**TASK INSTRUCTIONS:**
**A)** In the DUI defense text, reproduce the part starting with "Breathalyzer Chemical Testing" and going on through "in either test.", replacing "calibrated" with "checked".
**B)** Do these statements agree with the DUI defense text? (i) Portable Breath Test results can be brought up in court. (ii) Police officers can now petition a judge for a blood warrant from the side of the road. (iii) A sloped surface gives accurate results for the test. For each, answer yes or no and quote the words from the text that decide it.

**TEXT UNDER STUDY:**

============================================================

There are also certain conditions under which the test is to be performed. Wet pavement or a sloped surface will not provide accurate results and a DUI defense attorney will be able to argue that the test should be suppressed from evidence.
Field Sobriety Tests must be completed in accordance with the standards established and governing the tests. Defense attorneys must have studied the NHTSA field manuals and know the proper administration so that they can recognize when they are improperly conducted. This knowledge only comes with extensive training and experience. With Evan E. Randall, that is precisely what you can expect.
Chemical testing is often the most important piece of evidence the police can obtain. If chemical testing was conducted, then a defense attoreny is going to have find a way to get that evidence suppressed. The two most common chemical testing includes breathalyzers and blood draws and the general rules regarding both can be found at 720 ILCS 5/11-201.2. Illinois Administrative Code, Chapter II, Section, 1286, provides the rules, regulations and standards that a defense attorney utilizes to get chemical tests suppressed on "technicalities".
Breathalyzer Chemical Testing
According to statute and code, officers must be certified to conduct chemical testing and that certification must be renewed when expired. Similarly, the equipment must also be calibrated regularly to ensure that the results are accurate. If either qualification is expired or missing, the results of the test will be suppressed.
Generally speaking, there are two separate tests that drivers may be asked to take. The first is given on the side of the road and is known as Portable Breath Test (PBT). While these results cannot be brought up in court, they can be used to give the officer instant probable cause to make a DUI arrest. The second breath test is given at the police station and these are the results that can be introduced in court. A driver would be well advised to deny participating in either test.
In McHenry County, there has been a sharp increase in the amount of DUI cases based on forced blood draws. In certain instances, like when there's an accident with personal injury and hospitalization, where a warrant is not needed to obtain blood samples. However, police officers can now petition a judge for a blood warrant from the side of the road. This is a relatively new development in Illinois law and many police agencies still struggle with properly following the required process. An experienced DUI attorney will be able to point out improper procedures and get the results thrown out for being inaccurate.

============================================================

**SUPPLIED INFORMATION:**
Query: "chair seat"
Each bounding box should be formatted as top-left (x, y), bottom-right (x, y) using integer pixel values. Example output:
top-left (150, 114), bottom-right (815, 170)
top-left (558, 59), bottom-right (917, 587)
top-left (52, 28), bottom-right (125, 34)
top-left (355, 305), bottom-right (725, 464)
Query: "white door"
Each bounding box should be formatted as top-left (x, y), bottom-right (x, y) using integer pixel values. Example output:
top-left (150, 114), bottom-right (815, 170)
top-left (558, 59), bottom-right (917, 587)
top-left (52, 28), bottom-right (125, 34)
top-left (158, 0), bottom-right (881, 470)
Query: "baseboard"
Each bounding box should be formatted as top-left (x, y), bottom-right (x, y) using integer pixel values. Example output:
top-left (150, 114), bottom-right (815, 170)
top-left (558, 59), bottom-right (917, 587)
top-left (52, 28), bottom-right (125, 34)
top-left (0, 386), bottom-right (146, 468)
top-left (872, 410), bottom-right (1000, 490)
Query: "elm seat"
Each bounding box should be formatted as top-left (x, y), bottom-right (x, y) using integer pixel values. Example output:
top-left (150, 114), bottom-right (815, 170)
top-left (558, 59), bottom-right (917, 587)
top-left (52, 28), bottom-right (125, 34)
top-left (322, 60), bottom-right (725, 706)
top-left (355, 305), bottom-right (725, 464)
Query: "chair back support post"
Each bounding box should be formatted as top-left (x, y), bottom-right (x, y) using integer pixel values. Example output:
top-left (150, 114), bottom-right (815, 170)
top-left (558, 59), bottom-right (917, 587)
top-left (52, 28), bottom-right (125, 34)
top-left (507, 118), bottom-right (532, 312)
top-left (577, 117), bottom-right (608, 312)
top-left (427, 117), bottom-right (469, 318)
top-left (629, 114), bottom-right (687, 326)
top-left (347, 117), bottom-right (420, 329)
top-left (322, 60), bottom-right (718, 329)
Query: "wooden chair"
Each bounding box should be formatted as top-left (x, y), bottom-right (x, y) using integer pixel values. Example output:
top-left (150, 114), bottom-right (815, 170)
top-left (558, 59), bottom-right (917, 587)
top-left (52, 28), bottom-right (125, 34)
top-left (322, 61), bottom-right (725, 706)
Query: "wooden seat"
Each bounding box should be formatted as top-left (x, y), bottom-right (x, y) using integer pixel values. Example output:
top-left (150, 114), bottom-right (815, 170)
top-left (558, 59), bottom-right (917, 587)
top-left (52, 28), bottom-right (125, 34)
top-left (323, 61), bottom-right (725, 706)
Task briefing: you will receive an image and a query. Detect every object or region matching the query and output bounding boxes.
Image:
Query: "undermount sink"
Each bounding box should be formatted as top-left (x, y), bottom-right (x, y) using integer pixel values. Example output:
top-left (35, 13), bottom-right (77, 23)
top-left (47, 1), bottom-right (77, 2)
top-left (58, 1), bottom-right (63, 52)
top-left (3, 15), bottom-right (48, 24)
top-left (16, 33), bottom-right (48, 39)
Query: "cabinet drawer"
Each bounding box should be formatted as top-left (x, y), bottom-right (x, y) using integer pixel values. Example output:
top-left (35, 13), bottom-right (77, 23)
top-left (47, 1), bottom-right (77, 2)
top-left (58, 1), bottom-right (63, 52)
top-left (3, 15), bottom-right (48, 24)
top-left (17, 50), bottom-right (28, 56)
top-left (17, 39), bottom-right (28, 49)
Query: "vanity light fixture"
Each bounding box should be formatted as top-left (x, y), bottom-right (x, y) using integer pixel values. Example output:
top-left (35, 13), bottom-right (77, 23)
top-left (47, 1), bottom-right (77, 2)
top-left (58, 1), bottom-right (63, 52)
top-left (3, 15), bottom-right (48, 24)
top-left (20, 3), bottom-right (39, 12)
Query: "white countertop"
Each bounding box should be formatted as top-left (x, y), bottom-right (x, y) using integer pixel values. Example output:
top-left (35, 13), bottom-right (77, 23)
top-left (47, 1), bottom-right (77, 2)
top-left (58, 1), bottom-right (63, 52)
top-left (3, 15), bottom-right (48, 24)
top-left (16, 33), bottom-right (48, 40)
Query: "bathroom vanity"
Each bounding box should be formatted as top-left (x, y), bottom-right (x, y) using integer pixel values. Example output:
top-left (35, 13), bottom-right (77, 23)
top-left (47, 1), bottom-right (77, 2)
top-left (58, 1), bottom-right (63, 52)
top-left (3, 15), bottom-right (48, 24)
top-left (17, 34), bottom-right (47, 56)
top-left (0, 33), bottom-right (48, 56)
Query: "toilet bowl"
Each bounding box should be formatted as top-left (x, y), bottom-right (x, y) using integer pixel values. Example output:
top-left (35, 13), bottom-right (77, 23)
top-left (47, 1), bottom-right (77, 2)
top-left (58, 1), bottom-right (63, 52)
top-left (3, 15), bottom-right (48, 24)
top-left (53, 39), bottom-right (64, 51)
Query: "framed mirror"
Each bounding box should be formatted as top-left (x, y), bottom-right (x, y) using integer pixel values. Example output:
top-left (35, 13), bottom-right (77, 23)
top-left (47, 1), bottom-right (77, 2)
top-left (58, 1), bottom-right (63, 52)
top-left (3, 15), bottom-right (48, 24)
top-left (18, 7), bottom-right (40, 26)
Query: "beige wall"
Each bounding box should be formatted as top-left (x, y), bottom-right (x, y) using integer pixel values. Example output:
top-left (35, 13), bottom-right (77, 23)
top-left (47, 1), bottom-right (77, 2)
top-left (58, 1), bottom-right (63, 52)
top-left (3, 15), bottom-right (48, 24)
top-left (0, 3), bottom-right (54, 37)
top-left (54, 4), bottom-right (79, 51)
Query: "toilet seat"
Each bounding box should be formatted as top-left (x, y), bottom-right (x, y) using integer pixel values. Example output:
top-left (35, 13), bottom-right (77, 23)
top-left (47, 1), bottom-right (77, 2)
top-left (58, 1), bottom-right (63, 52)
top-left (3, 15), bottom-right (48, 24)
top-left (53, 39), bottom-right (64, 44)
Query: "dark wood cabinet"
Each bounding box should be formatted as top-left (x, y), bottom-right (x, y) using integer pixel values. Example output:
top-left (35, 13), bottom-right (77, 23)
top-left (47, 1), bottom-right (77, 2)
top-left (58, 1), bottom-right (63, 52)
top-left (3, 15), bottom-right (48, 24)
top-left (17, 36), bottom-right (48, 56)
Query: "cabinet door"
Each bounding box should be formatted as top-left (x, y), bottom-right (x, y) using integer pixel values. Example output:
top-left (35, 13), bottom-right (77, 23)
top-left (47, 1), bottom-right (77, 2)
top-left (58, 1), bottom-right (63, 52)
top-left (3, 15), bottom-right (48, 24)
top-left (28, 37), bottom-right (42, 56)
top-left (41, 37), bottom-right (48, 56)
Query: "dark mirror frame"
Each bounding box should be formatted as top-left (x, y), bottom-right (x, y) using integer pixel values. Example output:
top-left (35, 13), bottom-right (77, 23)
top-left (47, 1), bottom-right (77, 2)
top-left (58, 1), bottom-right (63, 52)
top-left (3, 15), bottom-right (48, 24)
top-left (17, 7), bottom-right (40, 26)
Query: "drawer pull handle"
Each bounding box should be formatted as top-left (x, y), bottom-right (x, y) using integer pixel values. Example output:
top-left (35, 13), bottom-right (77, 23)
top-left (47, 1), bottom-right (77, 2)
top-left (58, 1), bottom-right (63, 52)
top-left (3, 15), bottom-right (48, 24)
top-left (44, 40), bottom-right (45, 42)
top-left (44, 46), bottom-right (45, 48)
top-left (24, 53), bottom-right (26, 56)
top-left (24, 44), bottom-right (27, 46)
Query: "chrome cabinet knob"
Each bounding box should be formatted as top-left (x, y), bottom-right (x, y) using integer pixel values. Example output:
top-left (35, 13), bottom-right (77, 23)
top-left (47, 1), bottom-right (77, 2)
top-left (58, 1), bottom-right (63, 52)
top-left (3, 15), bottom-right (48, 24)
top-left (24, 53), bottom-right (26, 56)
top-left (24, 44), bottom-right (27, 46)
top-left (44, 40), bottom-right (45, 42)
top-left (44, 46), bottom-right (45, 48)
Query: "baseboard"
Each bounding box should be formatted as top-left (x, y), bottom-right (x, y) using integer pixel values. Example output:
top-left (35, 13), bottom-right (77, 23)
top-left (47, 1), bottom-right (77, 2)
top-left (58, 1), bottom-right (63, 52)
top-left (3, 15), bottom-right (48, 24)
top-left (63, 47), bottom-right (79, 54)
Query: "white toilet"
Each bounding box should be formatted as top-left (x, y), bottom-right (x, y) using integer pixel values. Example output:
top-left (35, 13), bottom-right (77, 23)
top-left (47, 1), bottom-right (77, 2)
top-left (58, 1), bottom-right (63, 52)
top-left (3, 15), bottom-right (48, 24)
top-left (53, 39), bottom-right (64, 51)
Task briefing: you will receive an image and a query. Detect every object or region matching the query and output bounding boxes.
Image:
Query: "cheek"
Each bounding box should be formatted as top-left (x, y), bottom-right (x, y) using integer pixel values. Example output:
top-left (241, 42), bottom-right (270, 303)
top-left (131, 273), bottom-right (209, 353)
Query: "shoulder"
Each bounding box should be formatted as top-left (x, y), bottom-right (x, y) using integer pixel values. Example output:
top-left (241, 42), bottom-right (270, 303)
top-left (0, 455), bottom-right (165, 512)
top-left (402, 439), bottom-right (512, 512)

============================================================

**EXERCISE RESULTS:**
**A)**
Breathalyzer Chemical Testing
According to statute and code, officers must be certified to conduct chemical testing and that certification must be renewed when expired. Similarly, the equipment must also be checked regularly to ensure that the results are accurate. If either qualification is expired or missing, the results of the test will be suppressed.
Generally speaking, there are two separate tests that drivers may be asked to take. The first is given on the side of the road and is known as Portable Breath Test (PBT). While these results cannot be brought up in court, they can be used to give the officer instant probable cause to make a DUI arrest. The second breath test is given at the police station and these are the results that can be introduced in court. A driver would be well advised to deny participating in either test.

**B)**
(i) No: "While these results cannot be brought up in court"
(ii) Yes: "police officers can now petition a judge for a blood warrant from the side of the road"
(iii) No: "Wet pavement or a sloped surface will not provide accurate results"